> [Supplied data]
• • •
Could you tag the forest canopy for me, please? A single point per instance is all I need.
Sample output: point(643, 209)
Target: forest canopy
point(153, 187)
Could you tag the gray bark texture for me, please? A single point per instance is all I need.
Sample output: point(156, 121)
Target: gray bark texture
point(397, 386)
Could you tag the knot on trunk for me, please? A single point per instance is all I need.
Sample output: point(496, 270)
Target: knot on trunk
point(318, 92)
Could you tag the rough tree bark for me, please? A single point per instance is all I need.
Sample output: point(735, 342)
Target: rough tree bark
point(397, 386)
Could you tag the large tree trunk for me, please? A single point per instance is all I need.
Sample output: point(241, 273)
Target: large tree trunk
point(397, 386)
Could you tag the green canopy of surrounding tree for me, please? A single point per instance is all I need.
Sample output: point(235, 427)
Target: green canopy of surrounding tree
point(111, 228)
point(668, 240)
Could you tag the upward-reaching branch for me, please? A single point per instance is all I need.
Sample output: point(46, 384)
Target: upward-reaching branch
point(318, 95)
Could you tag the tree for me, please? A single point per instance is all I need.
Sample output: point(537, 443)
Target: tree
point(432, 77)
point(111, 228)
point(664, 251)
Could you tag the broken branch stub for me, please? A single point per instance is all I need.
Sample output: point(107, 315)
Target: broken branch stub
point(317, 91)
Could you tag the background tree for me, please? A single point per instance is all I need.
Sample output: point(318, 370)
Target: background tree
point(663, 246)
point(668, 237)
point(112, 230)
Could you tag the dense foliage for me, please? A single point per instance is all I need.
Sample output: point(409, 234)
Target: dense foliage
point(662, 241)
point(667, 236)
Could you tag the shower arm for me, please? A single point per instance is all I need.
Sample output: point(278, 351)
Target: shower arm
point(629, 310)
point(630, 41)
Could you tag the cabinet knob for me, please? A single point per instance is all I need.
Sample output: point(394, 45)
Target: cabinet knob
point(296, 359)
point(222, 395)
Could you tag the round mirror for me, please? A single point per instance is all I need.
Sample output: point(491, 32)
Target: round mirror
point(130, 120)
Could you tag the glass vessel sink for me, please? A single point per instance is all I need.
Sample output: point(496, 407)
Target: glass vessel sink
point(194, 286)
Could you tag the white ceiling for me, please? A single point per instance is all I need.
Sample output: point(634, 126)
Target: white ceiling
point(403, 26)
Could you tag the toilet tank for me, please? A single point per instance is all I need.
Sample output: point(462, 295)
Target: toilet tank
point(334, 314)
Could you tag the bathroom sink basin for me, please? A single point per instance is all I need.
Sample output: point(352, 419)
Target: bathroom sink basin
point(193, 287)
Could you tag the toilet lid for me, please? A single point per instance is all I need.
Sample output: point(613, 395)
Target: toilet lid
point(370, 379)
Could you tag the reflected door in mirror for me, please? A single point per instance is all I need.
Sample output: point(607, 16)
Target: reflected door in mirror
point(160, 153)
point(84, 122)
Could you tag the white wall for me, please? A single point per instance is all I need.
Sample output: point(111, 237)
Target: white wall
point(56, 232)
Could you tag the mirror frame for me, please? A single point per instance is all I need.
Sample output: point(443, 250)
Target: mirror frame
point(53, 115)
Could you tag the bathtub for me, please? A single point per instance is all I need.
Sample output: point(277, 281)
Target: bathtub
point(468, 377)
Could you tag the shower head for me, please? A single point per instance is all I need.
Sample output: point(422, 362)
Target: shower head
• • •
> [Aim of the task]
Every entry above should be duplicated exactly.

> [The answer]
Could you tag the forest canopy for me, please? A single point per instance is all I need.
Sample output: point(643, 209)
Target: forest canopy
point(153, 187)
Could you tag the gray bark texture for me, please? A single point per instance is all I need.
Sample output: point(156, 121)
Target: gray bark texture
point(397, 386)
Could you tag the knot on trunk for me, please? A single point per instance is all I need.
Sample output: point(496, 270)
Target: knot on trunk
point(318, 92)
Could you tag the rough tree bark for me, please? A single point per instance is all I need.
Sample output: point(735, 342)
Target: rough tree bark
point(397, 386)
Could you tag the large tree trunk for me, please? A single point per instance is all I need.
Sample output: point(241, 273)
Target: large tree trunk
point(397, 386)
Could you tag the green canopy of surrounding tree for me, please? A single point per instance is all I need.
Sample output: point(235, 427)
Target: green canopy of surrounding tree
point(111, 228)
point(668, 240)
Could you tag the upward-reaching branch for me, please? A single point per instance is all I need.
Sample output: point(46, 384)
Target: upward-reaching branch
point(318, 95)
Could you tag the tree for me, please? A single point per instance is all I need.
Sample output: point(537, 443)
Target: tree
point(432, 77)
point(111, 228)
point(664, 251)
Could you tag the broken branch stub for me, please? A single point per instance is all I need.
Sample output: point(107, 315)
Target: broken branch stub
point(317, 91)
Could you tag the background tree for me, please? A single point per instance is all I need.
Sample output: point(318, 370)
Target: background tree
point(663, 246)
point(668, 237)
point(112, 230)
Could you tag the dense foliage for me, please? A single point per instance is all I need.
Sample output: point(409, 234)
Target: dense foliage
point(662, 241)
point(667, 236)
Could you tag the shower arm for me, please? A single point per instance is all I need.
Sample output: point(278, 351)
Target: shower arm
point(629, 310)
point(630, 41)
Could you tag the cabinet knob for me, please? A single point per instance is all I need.
Sample output: point(394, 45)
Target: cabinet knob
point(296, 359)
point(222, 395)
Could you tag the round mirror for me, please? A single point per instance is all I need.
Sample output: point(491, 32)
Target: round mirror
point(130, 120)
Could you tag the glass vessel sink for me, please? A single point per instance is all I need.
Sample output: point(496, 407)
Target: glass vessel sink
point(194, 286)
Could you tag the white ceiling for me, please? A single point per instance is all I need.
Sample output: point(634, 126)
Target: white ceiling
point(403, 26)
Could you tag the toilet tank for me, please? A single point per instance is all I need.
Sample output: point(462, 295)
Target: toilet tank
point(334, 314)
Could you tag the bathroom sink basin for me, please? A single point per instance is all I need.
Sample output: point(352, 419)
Target: bathroom sink basin
point(193, 287)
Could you tag the toilet lid for me, please? A single point per instance is all I need.
Sample output: point(613, 395)
Target: toilet lid
point(370, 379)
Could you tag the reflected door in mirror for me, please? A single point per instance is all I need.
Sample output: point(607, 16)
Target: reflected door in mirror
point(160, 153)
point(84, 122)
Could you tag the white wall for me, please? A single point per instance is all I need.
Sample output: point(111, 237)
Target: white wall
point(56, 232)
Could you tag the mirror frame for me, please? A single point per instance is all I need.
Sample output: point(443, 250)
Target: mirror frame
point(53, 115)
Could you tag the bathtub for me, please? A single point per instance is all I need.
Sample output: point(277, 281)
Target: bathtub
point(468, 377)
Could you tag the shower head for me, please? A single point per instance is all I need.
Sample output: point(422, 362)
Target: shower head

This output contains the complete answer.